*Excerpted passage*.
Henn Volker Henn was born to 1943 in Gotha in the former German Democratic Republic, and moved to West Germany with his family in 1951. Despite a strong family tradition in architecture, he was attracted to medicine. While in medical school, he studied with O.J. Grüsser in Berlin, who shaped his interest in the physiology of the visual system At Grüsser’s suggestion, he came to my laboratory in New York when he finished medical school. We were just starting studies of single unit activity and eye movements in the alert monkey, combining them with vestibular stimulation and computer analysis. Here he first developed his interest in the oculomotor and vestibular systems. It was a critical and productive year, and it laid the foundation for much future work for both of us. Volker then moved to Zurich, where he studied neurology with Günter Baumgartner. He became an excellent clinical neurologist and teacher of neurology. Baumgartner also encouraged his research interests, and helped him found a vestibular and oculomotor laboratory. Combining both animal and human studies, it has become world famous.

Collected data
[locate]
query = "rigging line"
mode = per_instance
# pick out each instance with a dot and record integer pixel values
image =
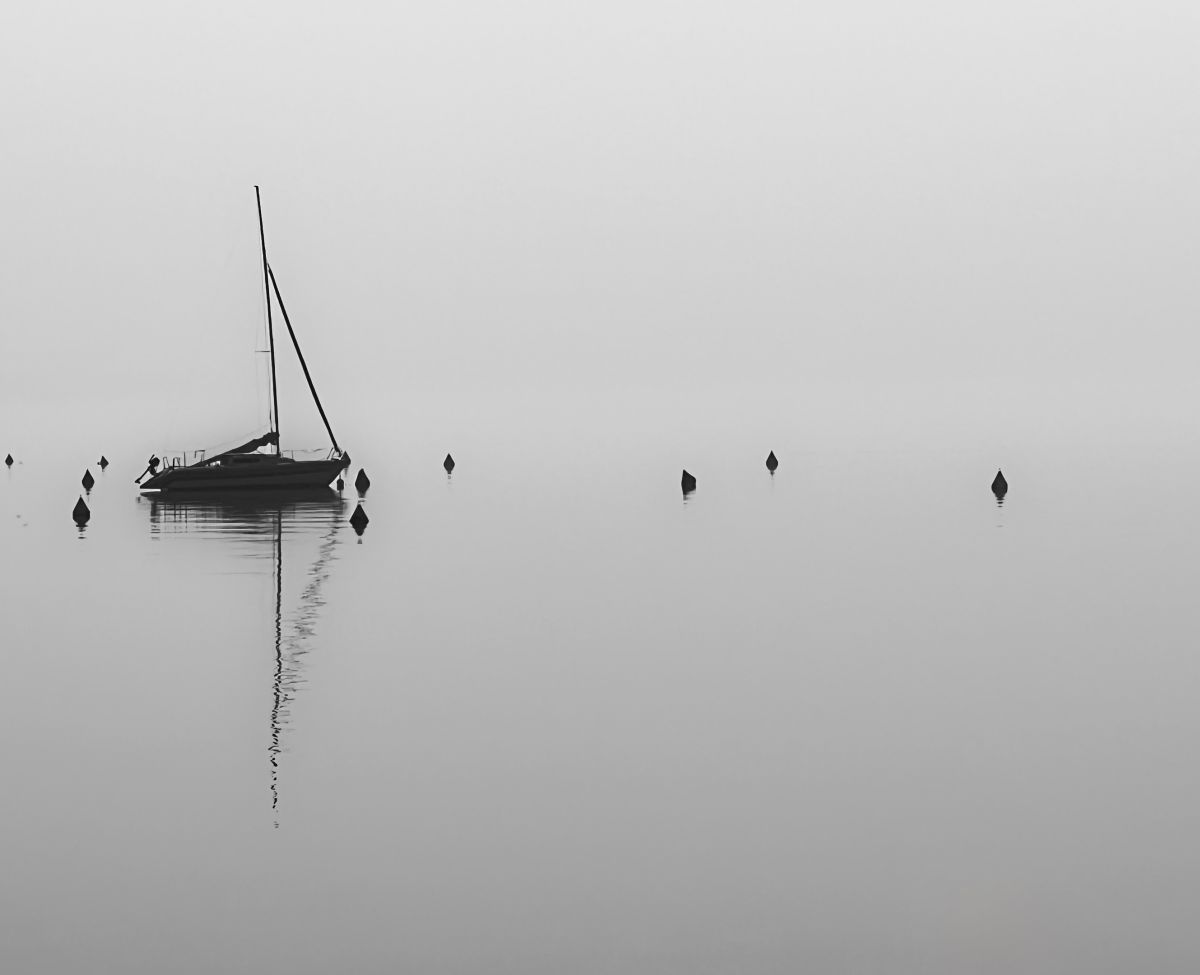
(270, 327)
(304, 365)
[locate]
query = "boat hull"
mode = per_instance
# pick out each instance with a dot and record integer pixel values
(282, 474)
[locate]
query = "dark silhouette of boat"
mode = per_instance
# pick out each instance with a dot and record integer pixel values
(258, 464)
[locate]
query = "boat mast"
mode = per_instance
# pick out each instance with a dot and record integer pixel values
(304, 365)
(270, 328)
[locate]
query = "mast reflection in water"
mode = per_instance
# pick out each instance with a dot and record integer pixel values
(259, 522)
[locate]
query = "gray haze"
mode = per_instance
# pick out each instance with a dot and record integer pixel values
(927, 221)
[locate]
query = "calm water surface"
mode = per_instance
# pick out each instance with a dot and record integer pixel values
(546, 716)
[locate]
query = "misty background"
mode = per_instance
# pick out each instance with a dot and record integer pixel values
(928, 222)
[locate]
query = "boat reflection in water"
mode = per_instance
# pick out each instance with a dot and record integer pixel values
(259, 522)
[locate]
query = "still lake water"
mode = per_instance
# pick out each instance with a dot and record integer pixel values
(547, 717)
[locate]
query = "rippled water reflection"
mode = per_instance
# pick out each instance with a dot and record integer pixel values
(547, 717)
(256, 526)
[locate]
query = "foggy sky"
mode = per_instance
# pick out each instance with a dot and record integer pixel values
(921, 217)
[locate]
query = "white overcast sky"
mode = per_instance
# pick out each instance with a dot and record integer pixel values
(935, 208)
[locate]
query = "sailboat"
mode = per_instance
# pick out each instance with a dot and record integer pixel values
(258, 464)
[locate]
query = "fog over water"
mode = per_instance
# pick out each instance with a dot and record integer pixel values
(549, 715)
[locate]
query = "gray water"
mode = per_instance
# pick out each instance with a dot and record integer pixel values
(547, 716)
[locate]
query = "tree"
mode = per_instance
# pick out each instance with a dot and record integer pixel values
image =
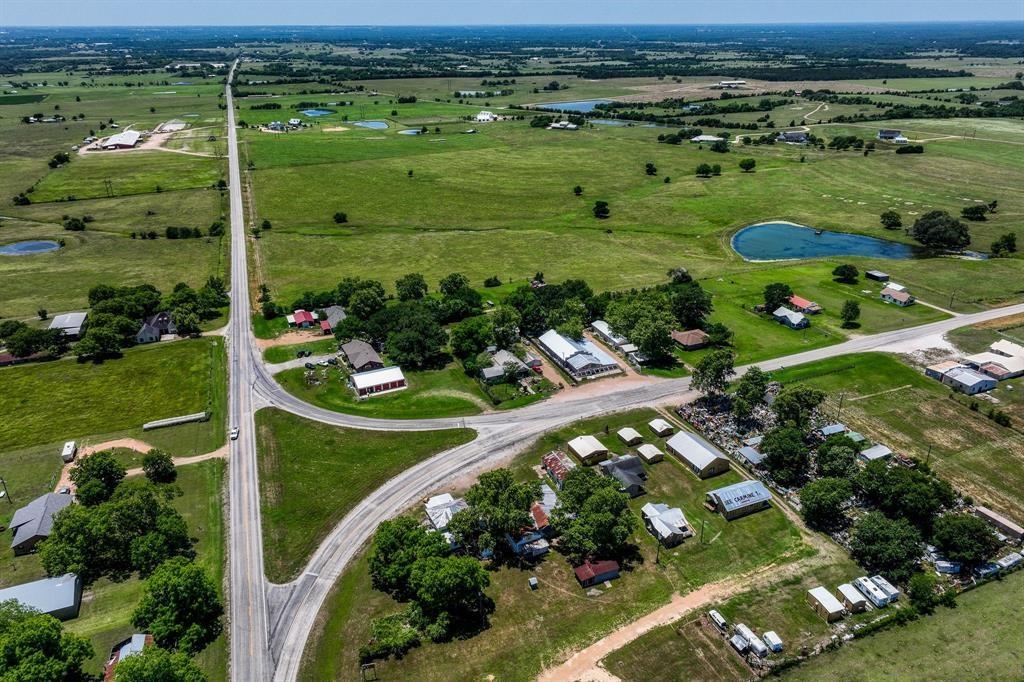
(411, 287)
(691, 305)
(505, 322)
(938, 229)
(99, 474)
(713, 372)
(1005, 245)
(500, 504)
(885, 546)
(976, 212)
(180, 607)
(470, 337)
(822, 502)
(965, 538)
(846, 273)
(157, 664)
(837, 457)
(34, 646)
(794, 405)
(397, 544)
(159, 467)
(448, 594)
(850, 313)
(786, 457)
(891, 219)
(776, 294)
(752, 385)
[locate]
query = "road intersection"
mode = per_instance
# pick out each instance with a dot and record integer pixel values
(270, 624)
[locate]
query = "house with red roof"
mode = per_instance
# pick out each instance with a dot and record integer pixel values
(801, 304)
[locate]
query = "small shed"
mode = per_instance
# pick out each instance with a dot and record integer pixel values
(588, 449)
(851, 598)
(824, 604)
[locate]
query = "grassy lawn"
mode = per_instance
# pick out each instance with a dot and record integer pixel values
(51, 402)
(312, 474)
(896, 405)
(546, 626)
(446, 392)
(107, 606)
(285, 353)
(976, 636)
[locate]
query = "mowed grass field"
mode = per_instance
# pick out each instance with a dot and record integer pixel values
(500, 203)
(58, 282)
(898, 406)
(311, 474)
(976, 640)
(547, 625)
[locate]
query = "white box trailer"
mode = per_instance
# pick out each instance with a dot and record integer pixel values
(69, 451)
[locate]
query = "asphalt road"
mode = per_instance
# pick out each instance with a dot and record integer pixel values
(270, 624)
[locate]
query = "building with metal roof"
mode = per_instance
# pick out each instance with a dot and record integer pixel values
(699, 456)
(667, 523)
(70, 323)
(739, 499)
(59, 597)
(34, 521)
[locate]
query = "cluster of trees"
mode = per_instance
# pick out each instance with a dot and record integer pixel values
(444, 592)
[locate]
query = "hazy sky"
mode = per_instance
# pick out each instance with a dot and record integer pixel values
(411, 12)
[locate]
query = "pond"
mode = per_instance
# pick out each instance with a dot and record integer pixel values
(582, 105)
(785, 241)
(29, 248)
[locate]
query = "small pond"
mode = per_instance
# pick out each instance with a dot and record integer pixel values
(583, 105)
(28, 248)
(312, 113)
(784, 241)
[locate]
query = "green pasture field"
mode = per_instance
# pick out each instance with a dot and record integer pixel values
(895, 405)
(976, 636)
(507, 192)
(557, 619)
(107, 606)
(693, 647)
(434, 393)
(311, 474)
(51, 402)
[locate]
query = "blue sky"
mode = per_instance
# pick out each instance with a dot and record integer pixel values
(412, 12)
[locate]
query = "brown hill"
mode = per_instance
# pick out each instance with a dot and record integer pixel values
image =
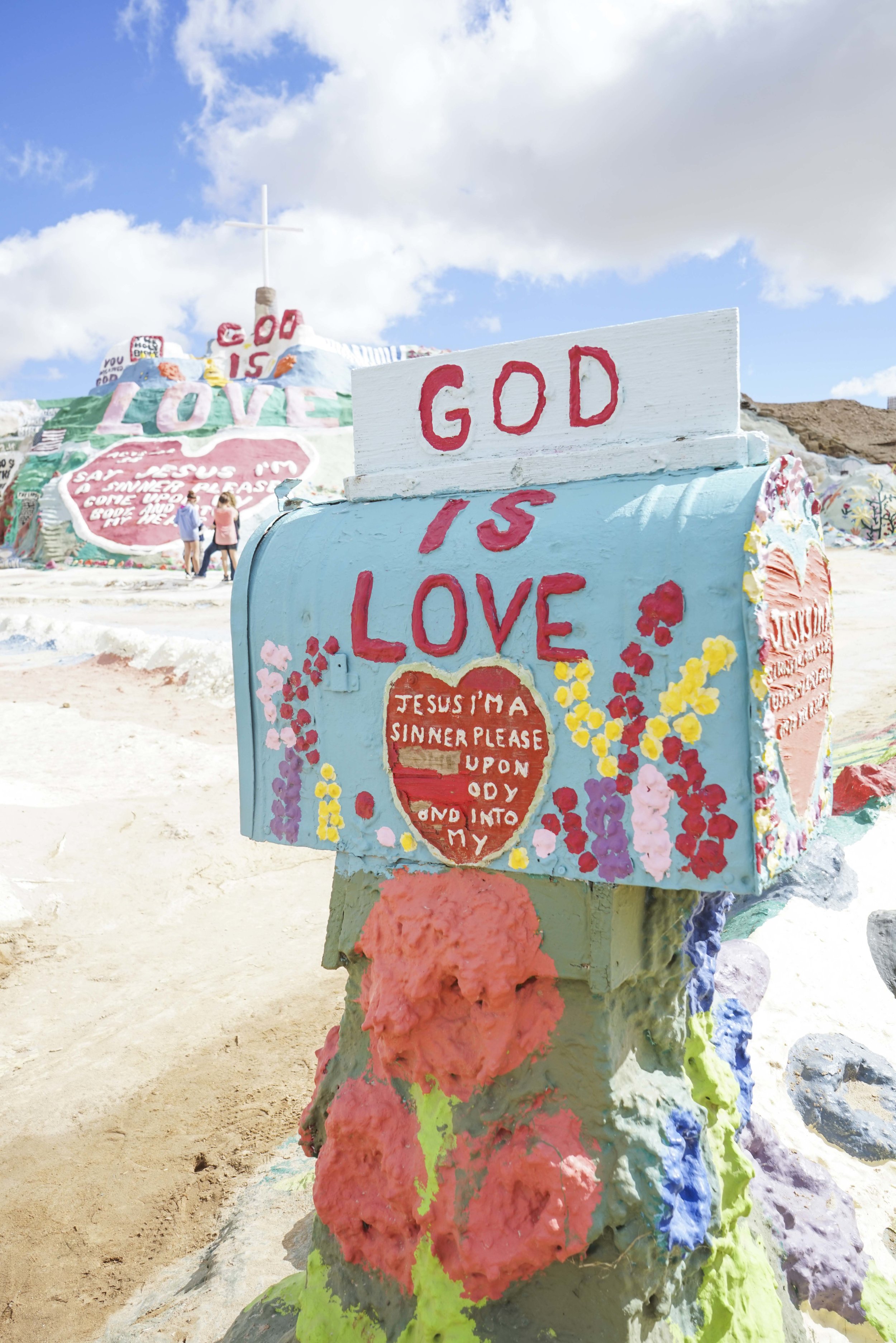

*Exercise aim*. Copy out the biographical note on Volker Henn in full, word for word and with every character unchanged.

*Response box*.
Henn Volker Henn was born to 1943 in Gotha in the former German Democratic Republic, and moved to West Germany with his family in 1951. Despite a strong family tradition in architecture, he was attracted to medicine. While in medical school, he studied with O.J. Grüsser in Berlin, who shaped his interest in the physiology of the visual system At Grüsser’s suggestion, he came to my laboratory in New York when he finished medical school. We were just starting studies of single unit activity and eye movements in the alert monkey, combining them with vestibular stimulation and computer analysis. Here he first developed his interest in the oculomotor and vestibular systems. It was a critical and productive year, and it laid the foundation for much future work for both of us. Volker then moved to Zurich, where he studied neurology with Günter Baumgartner. He became an excellent clinical neurologist and teacher of neurology. Baumgartner also encouraged his research interests, and helped him found a vestibular and oculomotor laboratory. Combining both animal and human studies, it has become world famous.